-- Start TEXT EXTRACT --
First the possible values: since $-1< X<1$ we have $0<Y<1$ . The idea to the sketch is that squaring a number less than 1 in absolute value returns a smaller number. So the transformation “pushes values towards 0” making the density higher near 0. Consider the intervals $[0, 0.1]$ and $[0.9, 1]$ on the original scale; both intervals have probability 0.05 under the Uniform( $-1, 1$ ) distribution. On the squared scale, these intervals correspond to $[0, 0.01]$ and $[0.81, 1]$ respectively. So the 0.05 probability is “squished” into $[0, 0.01]$ , resulting in a greater height, while it is “spread out” over $[0.81, 1]$ resulting in a smaller height. Remember: probability is represented by area.
See the simulation results below. We see that the density is highest near 0 and lowest near 1.
-- End TEXT EXTRACT --
-- Start STORED DATA --
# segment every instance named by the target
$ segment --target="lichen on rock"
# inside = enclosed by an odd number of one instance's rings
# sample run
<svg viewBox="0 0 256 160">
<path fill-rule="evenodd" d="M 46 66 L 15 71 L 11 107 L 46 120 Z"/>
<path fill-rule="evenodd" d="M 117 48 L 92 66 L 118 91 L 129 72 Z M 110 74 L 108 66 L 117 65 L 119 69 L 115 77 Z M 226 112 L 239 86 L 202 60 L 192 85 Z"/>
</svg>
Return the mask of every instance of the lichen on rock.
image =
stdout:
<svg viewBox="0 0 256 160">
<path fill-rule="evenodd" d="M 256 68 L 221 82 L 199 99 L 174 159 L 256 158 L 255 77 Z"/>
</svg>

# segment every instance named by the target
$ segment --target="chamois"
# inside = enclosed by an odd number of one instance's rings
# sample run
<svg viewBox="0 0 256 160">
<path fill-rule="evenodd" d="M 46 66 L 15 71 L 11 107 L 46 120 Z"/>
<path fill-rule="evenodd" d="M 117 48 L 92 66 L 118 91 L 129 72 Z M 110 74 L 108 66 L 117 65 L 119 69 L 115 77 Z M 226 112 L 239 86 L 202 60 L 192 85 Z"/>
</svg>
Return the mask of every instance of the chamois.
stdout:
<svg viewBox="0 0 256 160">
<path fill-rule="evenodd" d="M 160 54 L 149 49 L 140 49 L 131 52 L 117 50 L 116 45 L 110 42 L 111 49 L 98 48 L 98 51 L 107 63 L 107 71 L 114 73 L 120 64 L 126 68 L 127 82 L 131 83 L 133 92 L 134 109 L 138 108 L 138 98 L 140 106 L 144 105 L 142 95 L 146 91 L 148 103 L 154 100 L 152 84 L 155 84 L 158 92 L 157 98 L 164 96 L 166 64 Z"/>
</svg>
-- End STORED DATA --
= WHAT TO WORK ON =
Can you echo, word for word, everything in the passage on squaring a uniform variable from "First the possible" down to "represented by area."? The records come from a different source.

= THE COMPLETED TASK =
First the possible values: since $-1< X<1$ we have $0<Y<1$ . The idea to the sketch is that squaring a number less than 1 in absolute value returns a smaller number. So the transformation “pushes values towards 0” making the density higher near 0. Consider the intervals $[0, 0.1]$ and $[0.9, 1]$ on the original scale; both intervals have probability 0.05 under the Uniform( $-1, 1$ ) distribution. On the squared scale, these intervals correspond to $[0, 0.01]$ and $[0.81, 1]$ respectively. So the 0.05 probability is “squished” into $[0, 0.01]$ , resulting in a greater height, while it is “spread out” over $[0.81, 1]$ resulting in a smaller height. Remember: probability is represented by area.